──────── Given passage

4. Introduce yourself to the dog: Whenever I meet a new dog, I always go up to the dog and let each dog smell me. Each dog is usually quite excited to be outside and in a new environment. Then, I talk to each dog and pet him/her letting each dog know that I am there to help. Most every dog that I have photographed is so happy to be outside and the task of photographing each dog is typically not too challenging.
5. Allow the dog some time to roam around the new surroundings to in order to have the dog be more focused: Since I photograph all shelter/rescue dogs outside, the environment is typically very refreshing, full of new smells, and exciting for each dog. Thus, I allow time for each dog to go potty, smell its surroundings, and get comfortable. After this time, the dog is typically ready to be photographed.
6. Use treats and toys to show of the dog’s personality: I typically have organic treats with me when I photograph shelter/rescue dogs. However, I always make sure that each dog is permitted to have treats, does not have food allergies, etc. Many dogs are treat/food motivated, so this works well during photo shoots. Additionally, if the dog has a particular toy that he/she likes, I incorporate the toys into the shoot with the assistant’s help.

────────────────

▸ Requirement A
Copy word for word the part of the dog photography tips starting with "6. Use treats" and going on through "the assistant’s help.".
▸ Requirement B
Translate this sentence from the dog photography tips into Spanish: "After this time, the dog is typically ready to be photographed."
▸ Requirement C
Write what comes next in the tips on photographing shelter and rescue dogs, picking up after their last sentence.

──────── Given information

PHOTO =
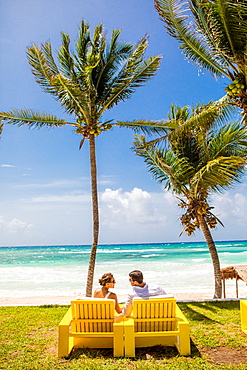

────────────────

▸ Reply A
6. Use treats and toys to show of the dog’s personality: I typically have organic treats with me when I photograph shelter/rescue dogs. However, I always make sure that each dog is permitted to have treats, does not have food allergies, etc. Many dogs are treat/food motivated, so this works well during photo shoots. Additionally, if the dog has a particular toy that he/she likes, I incorporate the toys into the shoot with the assistant’s help.

▸ Reply B
Después de este tiempo, el perro suele estar listo para ser fotografiado.

▸ Reply C
7. Use a shallow depth of field: A shallow depth of field blurs out any distracting elements in the background while maintaining each dog as the focal point of each image.
8. Be patient and have fun: Every dog is different, just like people. I find it best not to rush the photo shoot and just let the dog be himself/herself. These are the moments when each dog’s personality really shines through, and these are not contrived moments, they just happen naturally, and it is my job to capture these moments.
9. Remove leashes and ‘distracting noise’ from the image: After each photo shoot, I cull, select, and edit the images and find the strongest face and body image for each dog. In these images, I remove the leash and any other ‘distracting noise’ in the image, maintaining the focus of each image on the dog.
10. After editing, promptly share the images with the shelter/rescue organization to help get the word out via social media to help the dogs get adopted: After each photo shoot, it is my goal to cull, select, and edit the images promptly because time is of the essence — these dogs need to find a forever home as quickly as possible. As such, I send to my contact at the shelter or rescue organization the best head shot and body shot of each dog to enable the shelter/rescue to promptly post the images online via social media, etc. Every shelter/rescue organization that I have worked with is always very appreciative of the help photographing the dogs, and it feels good trying to make a difference in these dogs’ lives.
I hope that you found these tips helpful!